◆ Exercise prompt
Read through the data and report every line in which the word "with" occurs.
*-*-*
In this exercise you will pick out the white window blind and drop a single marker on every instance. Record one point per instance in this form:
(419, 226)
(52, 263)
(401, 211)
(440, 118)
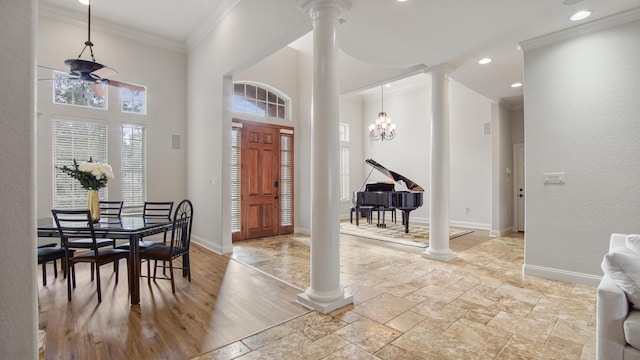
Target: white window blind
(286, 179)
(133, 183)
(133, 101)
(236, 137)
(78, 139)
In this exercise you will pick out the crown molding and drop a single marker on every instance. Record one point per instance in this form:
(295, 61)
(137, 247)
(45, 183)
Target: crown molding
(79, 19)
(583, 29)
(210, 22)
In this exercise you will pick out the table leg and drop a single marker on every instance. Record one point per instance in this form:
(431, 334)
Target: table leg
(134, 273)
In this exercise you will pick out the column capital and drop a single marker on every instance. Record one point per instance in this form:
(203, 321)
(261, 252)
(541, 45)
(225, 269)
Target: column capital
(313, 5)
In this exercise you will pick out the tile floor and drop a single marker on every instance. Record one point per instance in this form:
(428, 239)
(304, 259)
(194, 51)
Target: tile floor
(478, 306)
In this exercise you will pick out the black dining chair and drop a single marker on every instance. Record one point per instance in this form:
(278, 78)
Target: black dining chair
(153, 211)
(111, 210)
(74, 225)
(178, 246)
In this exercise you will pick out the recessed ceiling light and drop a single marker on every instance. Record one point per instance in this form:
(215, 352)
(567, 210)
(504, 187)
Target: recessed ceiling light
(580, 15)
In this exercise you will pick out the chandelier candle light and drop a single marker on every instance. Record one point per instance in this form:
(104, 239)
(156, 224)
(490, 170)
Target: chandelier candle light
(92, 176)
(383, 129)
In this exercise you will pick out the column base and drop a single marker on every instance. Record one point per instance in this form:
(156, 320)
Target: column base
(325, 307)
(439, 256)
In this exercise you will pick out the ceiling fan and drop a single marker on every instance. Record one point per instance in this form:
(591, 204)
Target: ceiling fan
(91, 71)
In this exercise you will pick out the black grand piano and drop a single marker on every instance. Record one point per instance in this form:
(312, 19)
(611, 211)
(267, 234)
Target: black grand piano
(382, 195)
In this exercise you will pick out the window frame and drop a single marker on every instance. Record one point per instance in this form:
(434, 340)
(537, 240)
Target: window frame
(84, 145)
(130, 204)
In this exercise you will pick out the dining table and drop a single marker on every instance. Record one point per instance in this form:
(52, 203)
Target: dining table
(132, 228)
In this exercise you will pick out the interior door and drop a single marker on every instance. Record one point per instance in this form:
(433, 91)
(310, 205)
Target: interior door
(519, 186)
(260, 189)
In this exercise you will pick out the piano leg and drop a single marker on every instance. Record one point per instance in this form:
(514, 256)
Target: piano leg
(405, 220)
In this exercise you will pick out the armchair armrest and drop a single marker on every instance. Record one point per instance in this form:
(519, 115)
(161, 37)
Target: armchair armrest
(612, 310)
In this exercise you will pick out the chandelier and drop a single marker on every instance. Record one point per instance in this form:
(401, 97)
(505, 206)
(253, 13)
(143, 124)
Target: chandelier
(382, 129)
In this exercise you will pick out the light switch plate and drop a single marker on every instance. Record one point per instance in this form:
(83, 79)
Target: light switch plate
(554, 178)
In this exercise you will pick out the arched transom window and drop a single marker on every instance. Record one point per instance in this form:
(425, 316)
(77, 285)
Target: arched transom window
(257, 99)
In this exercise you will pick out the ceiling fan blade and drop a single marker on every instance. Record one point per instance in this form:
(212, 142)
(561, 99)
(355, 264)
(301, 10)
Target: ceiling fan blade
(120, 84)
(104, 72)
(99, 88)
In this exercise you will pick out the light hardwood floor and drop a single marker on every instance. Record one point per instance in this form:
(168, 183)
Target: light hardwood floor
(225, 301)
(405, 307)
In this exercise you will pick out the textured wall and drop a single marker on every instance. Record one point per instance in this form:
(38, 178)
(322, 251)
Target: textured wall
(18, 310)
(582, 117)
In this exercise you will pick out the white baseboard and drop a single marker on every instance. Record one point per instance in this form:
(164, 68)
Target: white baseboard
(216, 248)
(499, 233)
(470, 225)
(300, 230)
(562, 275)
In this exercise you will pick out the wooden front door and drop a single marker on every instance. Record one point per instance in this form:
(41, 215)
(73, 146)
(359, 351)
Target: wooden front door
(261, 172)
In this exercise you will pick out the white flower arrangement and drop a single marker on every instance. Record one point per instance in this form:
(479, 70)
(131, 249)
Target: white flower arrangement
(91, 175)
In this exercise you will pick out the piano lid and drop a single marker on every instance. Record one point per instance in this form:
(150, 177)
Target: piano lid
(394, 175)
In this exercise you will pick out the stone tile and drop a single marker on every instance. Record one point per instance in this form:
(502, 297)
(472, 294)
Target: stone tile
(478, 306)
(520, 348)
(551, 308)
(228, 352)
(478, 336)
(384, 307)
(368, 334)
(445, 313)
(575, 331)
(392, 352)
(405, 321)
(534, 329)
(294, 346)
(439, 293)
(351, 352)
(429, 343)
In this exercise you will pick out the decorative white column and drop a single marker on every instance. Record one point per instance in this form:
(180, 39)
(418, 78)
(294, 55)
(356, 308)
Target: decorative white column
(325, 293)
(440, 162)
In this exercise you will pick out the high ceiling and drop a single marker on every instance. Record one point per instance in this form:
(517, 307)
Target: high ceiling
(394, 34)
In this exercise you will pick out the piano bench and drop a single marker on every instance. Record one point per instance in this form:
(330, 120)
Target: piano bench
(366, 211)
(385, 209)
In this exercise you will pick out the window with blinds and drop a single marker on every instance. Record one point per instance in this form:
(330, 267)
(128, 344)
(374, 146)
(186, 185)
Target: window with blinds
*-*-*
◆ Output of the task
In this exercise you will pick out the window with blinds and drop a single marker on every instance. Record one point per instance in this form:
Target: window with blinds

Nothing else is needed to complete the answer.